(Bounding-box records)
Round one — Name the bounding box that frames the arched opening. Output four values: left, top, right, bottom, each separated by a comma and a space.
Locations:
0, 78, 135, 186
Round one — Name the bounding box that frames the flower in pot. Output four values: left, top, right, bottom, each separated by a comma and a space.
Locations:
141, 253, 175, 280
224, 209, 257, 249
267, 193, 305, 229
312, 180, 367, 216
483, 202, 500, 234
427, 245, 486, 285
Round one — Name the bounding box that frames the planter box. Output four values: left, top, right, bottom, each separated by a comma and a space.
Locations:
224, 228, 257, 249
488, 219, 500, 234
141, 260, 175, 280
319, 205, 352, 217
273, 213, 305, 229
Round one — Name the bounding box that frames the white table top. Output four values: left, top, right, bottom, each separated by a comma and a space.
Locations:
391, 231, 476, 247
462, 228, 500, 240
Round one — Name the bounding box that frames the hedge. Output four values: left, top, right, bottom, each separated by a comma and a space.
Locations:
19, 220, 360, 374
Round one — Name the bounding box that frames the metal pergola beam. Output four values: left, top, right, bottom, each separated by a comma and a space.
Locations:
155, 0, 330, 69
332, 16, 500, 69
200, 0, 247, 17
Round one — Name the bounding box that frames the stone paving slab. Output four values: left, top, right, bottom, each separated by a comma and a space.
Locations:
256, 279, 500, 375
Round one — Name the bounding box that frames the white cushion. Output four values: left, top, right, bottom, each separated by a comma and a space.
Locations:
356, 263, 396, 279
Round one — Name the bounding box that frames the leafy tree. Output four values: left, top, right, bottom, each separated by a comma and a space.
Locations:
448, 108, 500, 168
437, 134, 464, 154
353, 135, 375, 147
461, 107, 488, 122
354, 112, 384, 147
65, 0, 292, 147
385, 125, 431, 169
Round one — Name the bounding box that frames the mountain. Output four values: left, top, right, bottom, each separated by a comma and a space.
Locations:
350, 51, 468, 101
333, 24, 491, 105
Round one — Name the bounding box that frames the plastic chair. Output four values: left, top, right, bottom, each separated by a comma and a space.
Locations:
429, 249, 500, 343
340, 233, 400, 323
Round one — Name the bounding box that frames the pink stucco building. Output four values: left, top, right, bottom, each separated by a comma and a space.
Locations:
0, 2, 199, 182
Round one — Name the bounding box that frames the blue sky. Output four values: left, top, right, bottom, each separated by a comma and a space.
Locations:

> [EXERCISE AIM] Reproduce all of the data above verbatim, line for line, with no changes of any kind.

> [RESPONSE TO THE TASK]
Round one — Name the bounding box that frames the arched opening. Output four values: left, top, right, bottom, each separated by a comma and a space.
Locations:
0, 78, 135, 186
Round one — Name the bounding box that frames the flower in pot. Output four values: left, top, right, bottom, each separated by a comma and a space.
Locations:
141, 253, 175, 280
224, 209, 257, 249
267, 193, 305, 229
312, 180, 367, 216
483, 202, 500, 234
427, 245, 486, 285
Round one — Name the bounding box that frames the planter box. Output four values: left, top, right, bottom, each separated by a comma and a space.
Locations:
224, 228, 257, 249
488, 219, 500, 234
141, 260, 175, 280
319, 205, 352, 217
273, 213, 305, 229
Round one — Name the bounding box that frames the white table top. Output four values: left, top, right, bottom, each separated by a comma and a space.
Locations:
391, 231, 476, 247
462, 228, 500, 240
Round one — Name the bounding box that frames the hedge. Output four values: left, top, right, bottom, each separated by a comma and a space.
Locations:
19, 220, 360, 374
Round one — Name the bounding box that frames the metal pergola beam. Output four values: left, top, right, bottom, each separated by a comma and a space.
Locations:
155, 0, 330, 69
332, 16, 500, 69
200, 0, 247, 17
Round one — Name the bounding box that frames the stone paving slab. Output four values: left, top, right, bottom, each separated by a comma and a space.
Locations:
256, 279, 500, 375
Round one — Name the bounding box that frames the white cushion. Output four values: left, top, right, bottom, each separated by a comma and a space.
Locations:
356, 263, 396, 279
Round one — Name the bounding box that frames the leafy tree. Output four values: left, top, right, bottom, each separated by a comma and a space.
Locations:
448, 108, 500, 168
437, 134, 464, 154
353, 135, 375, 147
461, 107, 488, 122
354, 112, 384, 147
65, 0, 292, 147
385, 125, 431, 169
Round one — Name the bounding box that frames the mountain. Output four values: left, top, right, bottom, each separated by a comma and a space.
Locations:
350, 51, 468, 101
333, 24, 491, 105
Round one — Name the bounding box that frames the plastic chair. Output four values: left, top, right, bottom, each separated by a comma and a space.
Locations:
429, 249, 500, 343
340, 233, 400, 323
Round one — Name the bounding box that frames the pink stucco building. Output four values: left, top, right, bottom, each separated by a comma and a space.
Locations:
0, 2, 199, 182
Round one — Name the bounding box that frames the blue sky. Output four values: left, top, right, bottom, each separated by a comma and a space.
Locations:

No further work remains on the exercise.